> Records supplied
※ ※ ※
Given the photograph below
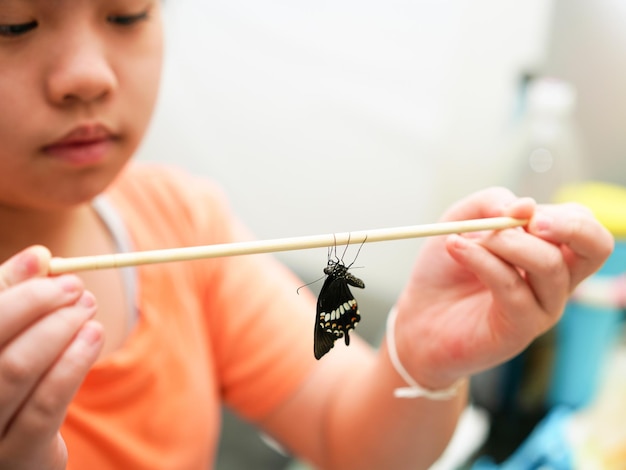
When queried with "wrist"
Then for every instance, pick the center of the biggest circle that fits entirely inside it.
(435, 390)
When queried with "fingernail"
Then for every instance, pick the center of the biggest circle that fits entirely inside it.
(87, 300)
(69, 282)
(542, 223)
(459, 242)
(26, 265)
(90, 333)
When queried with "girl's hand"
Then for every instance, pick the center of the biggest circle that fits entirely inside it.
(477, 299)
(48, 342)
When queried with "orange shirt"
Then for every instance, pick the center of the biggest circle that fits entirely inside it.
(224, 330)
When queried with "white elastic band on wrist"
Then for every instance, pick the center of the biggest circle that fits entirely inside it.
(414, 390)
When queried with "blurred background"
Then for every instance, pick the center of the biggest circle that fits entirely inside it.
(332, 116)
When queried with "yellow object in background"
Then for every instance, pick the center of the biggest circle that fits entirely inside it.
(606, 201)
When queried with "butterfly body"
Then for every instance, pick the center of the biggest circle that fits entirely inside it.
(337, 309)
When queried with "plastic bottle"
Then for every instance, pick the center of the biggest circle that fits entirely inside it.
(550, 151)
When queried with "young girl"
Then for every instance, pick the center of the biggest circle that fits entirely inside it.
(78, 81)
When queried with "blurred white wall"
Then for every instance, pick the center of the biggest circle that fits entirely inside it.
(330, 116)
(588, 48)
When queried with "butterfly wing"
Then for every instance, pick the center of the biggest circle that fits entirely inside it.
(337, 310)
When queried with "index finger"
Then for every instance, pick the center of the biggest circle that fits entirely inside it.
(585, 242)
(28, 263)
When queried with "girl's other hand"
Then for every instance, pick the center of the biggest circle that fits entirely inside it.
(48, 342)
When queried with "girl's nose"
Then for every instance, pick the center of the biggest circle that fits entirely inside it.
(81, 71)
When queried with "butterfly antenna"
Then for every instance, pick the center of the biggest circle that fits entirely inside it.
(358, 251)
(308, 284)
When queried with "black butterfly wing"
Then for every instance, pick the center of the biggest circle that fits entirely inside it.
(337, 310)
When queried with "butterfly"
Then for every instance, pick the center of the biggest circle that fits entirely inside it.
(337, 309)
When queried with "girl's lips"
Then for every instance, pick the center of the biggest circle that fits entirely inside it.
(85, 145)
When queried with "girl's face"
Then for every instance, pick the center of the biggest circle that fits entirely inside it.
(78, 83)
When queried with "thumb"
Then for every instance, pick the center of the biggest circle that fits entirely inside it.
※ ※ ※
> Exercise
From the data above, write out everything exactly except the pictures.

> Result
Given the photograph below
When queried with "wrist"
Then for every instance, pick the center of the biggest circle that fits entirely inside it.
(435, 390)
When queried with "fingernail"
Then for every instance, pick the center of the biggest circle that fits entirely inside it.
(87, 300)
(69, 282)
(542, 223)
(459, 242)
(26, 265)
(90, 333)
When queried with "girl's hand"
Then for every instance, pick the center of the biggest circle that fits entirely inside it.
(477, 299)
(48, 342)
When queried with "orange shirt"
Then for every instance, pick the center of the biggest circle that fits entirely inside it.
(224, 330)
When queried with "white elastic band on wrist"
Then for every instance, pick the center of the biggest circle that fits entirely inside it.
(414, 390)
When queried with "blurred background"
Then for every instance, pick the center of the biggest circle that fits entirely inside it.
(332, 116)
When queried with "yellow object in background"
Then for every instance, pick the center of the biggest circle that fits entirely inside it.
(606, 201)
When queried with "butterfly body"
Then for every instance, pick the center of the biggest circle that fits entirely inside it.
(337, 309)
When queried with "plastic bottle"
Then for every instance, pick the center of the biggest circle that fits entirely inside it.
(550, 151)
When queried with "young girl"
Then for every instance, pick the center of the biggest circle that fits entirely inside it.
(78, 81)
When queried with "blurred white wall"
Then for every instance, pick the center of the biggest circle that fits entirely inside it.
(330, 116)
(588, 48)
When queried with "butterfly wing"
Then for every instance, pick the center of the biggest circle that fits entirely inside it.
(337, 310)
When queried with "index finger"
Then for every instance, pick the center of the biggest circle that fits entirely inside it.
(585, 242)
(28, 263)
When queried with "girl's other hand"
Then for every instance, pick the center of the biggest circle that fits entirely inside it.
(48, 342)
When queried with "girl's nose"
Then for every instance, pick the center of the biggest circle that fits entirely inside it.
(81, 71)
When queried with "butterfly antenna"
Then for every instance, pick the center of the biggest circle that fits entirely inside it.
(358, 251)
(308, 284)
When queried with "black butterfly wing"
Then for every instance, pick the center of the biggest circle that fits entirely inside it.
(337, 310)
When queried with "butterfly"
Then for every instance, pick the center of the biggest circle that fits entirely inside it.
(337, 309)
When queried with "girl's lips"
Then for every instance, pick the center of the biggest circle that fits entirely inside it.
(85, 145)
When queried with "girl's face"
Then for every instance, pick the center of the biggest circle that fits entirely inside it.
(78, 83)
When queried with "thumb"
Then for every instance, pick the center of the biggest circle that fits entirely inside it.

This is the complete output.